─── Dataset
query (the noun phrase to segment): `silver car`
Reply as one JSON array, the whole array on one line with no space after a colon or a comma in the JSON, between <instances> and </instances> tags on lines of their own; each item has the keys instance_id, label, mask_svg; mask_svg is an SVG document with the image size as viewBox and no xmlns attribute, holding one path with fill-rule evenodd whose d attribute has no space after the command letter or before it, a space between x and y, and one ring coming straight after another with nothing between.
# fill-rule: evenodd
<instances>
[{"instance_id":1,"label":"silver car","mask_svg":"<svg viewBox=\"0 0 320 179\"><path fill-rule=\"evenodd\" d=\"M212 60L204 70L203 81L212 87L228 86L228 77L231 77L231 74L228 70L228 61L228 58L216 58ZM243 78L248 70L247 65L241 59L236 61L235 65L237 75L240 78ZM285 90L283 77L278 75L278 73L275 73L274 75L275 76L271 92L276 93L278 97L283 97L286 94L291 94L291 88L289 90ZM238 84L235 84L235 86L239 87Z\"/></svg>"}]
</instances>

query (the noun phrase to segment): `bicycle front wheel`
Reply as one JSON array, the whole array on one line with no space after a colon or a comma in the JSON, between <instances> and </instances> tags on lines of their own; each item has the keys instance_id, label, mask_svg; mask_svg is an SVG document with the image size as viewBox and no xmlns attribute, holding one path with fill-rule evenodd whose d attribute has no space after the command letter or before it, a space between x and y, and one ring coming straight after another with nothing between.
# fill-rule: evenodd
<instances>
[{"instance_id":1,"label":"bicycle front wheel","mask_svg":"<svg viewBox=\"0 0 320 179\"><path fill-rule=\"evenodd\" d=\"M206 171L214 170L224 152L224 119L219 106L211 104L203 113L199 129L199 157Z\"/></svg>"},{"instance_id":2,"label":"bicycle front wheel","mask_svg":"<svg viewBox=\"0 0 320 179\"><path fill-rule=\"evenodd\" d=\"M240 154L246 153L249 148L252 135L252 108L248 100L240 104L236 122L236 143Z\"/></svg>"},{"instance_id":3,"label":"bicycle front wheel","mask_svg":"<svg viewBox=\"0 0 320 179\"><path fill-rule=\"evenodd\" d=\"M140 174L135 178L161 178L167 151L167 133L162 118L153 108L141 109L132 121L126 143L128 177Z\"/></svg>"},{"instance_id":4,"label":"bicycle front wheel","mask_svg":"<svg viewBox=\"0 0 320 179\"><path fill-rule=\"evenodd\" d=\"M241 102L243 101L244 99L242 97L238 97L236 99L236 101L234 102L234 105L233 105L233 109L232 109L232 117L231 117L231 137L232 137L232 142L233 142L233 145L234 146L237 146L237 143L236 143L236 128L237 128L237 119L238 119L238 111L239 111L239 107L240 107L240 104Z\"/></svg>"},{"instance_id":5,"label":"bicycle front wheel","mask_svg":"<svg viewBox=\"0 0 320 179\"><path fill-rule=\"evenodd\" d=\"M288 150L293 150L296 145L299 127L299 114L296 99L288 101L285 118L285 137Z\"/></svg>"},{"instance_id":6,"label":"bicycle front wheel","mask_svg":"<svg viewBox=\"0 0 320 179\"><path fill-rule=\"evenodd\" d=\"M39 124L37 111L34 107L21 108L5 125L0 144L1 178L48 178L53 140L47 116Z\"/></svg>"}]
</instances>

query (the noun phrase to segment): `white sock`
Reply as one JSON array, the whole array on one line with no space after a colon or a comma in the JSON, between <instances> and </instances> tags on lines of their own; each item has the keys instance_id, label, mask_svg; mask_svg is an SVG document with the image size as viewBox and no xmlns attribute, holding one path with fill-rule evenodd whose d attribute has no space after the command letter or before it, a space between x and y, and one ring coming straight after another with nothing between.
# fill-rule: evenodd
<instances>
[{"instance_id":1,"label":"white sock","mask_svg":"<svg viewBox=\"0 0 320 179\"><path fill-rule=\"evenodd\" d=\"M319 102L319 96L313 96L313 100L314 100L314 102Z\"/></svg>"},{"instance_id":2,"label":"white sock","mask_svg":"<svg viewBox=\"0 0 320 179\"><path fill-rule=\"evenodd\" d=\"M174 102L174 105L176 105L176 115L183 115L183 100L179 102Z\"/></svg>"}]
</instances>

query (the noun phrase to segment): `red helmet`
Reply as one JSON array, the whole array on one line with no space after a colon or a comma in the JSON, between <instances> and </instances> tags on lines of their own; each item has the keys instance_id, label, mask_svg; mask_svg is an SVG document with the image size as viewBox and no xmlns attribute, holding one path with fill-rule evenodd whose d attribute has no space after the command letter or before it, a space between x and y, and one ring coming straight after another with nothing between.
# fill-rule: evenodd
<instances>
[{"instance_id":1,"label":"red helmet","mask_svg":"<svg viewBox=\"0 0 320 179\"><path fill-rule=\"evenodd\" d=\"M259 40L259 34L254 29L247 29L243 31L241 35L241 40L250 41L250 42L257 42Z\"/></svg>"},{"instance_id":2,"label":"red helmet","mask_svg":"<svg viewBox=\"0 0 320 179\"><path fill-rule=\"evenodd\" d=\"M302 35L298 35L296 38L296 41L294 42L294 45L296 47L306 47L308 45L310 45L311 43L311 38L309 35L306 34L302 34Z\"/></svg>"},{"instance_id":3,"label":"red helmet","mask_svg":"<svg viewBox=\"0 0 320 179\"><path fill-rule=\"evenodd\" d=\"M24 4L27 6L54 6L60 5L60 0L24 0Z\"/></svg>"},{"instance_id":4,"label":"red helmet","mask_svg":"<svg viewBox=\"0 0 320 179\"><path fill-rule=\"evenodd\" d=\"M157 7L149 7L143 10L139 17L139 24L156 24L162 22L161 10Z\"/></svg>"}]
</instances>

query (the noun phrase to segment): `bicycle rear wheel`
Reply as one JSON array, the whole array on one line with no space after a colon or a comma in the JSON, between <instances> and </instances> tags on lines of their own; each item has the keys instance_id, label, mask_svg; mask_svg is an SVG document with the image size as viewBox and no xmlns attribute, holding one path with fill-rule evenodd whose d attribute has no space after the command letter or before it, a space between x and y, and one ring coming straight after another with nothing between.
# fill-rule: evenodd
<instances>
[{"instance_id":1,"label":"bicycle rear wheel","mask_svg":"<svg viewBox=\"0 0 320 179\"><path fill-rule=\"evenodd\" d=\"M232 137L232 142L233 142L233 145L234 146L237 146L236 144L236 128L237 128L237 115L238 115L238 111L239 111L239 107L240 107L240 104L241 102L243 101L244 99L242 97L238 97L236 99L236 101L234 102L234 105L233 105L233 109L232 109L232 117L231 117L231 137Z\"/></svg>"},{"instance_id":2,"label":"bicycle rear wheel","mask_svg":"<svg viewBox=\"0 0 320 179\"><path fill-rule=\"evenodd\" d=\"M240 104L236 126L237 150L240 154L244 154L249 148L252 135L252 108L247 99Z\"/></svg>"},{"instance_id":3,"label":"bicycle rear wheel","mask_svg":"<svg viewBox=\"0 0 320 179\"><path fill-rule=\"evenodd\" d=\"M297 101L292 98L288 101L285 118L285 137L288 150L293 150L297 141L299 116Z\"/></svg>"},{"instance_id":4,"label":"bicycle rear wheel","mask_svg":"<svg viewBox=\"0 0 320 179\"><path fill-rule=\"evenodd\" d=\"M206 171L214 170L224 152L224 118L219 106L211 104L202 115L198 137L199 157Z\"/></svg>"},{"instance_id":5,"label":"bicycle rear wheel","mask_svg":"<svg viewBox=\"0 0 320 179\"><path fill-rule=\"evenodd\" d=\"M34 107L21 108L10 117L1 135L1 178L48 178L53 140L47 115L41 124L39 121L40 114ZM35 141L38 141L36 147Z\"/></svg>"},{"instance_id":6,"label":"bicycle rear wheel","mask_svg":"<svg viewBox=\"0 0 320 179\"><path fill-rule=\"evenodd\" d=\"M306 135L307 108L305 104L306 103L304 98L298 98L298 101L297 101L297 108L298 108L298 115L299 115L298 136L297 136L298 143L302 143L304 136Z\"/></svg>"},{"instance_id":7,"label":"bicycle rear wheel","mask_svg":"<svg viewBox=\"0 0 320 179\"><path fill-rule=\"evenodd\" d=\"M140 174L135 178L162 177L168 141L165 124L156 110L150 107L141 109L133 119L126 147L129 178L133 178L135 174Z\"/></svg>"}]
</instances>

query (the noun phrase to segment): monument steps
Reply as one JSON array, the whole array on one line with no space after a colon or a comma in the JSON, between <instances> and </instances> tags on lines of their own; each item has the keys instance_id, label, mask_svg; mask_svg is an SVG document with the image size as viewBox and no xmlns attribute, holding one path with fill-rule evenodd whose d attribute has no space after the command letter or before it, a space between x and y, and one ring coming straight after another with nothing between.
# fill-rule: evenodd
──────
• [What you will do]: Filter the data, keeping only the lines that contain "noun".

• [Written reply]:
query (the noun phrase to segment): `silver car`
query (the noun phrase to segment): `bicycle front wheel`
query (the noun phrase to segment): `white sock`
query (the noun phrase to segment): `red helmet`
query (the noun phrase to segment): `bicycle rear wheel`
query (the noun phrase to segment): monument steps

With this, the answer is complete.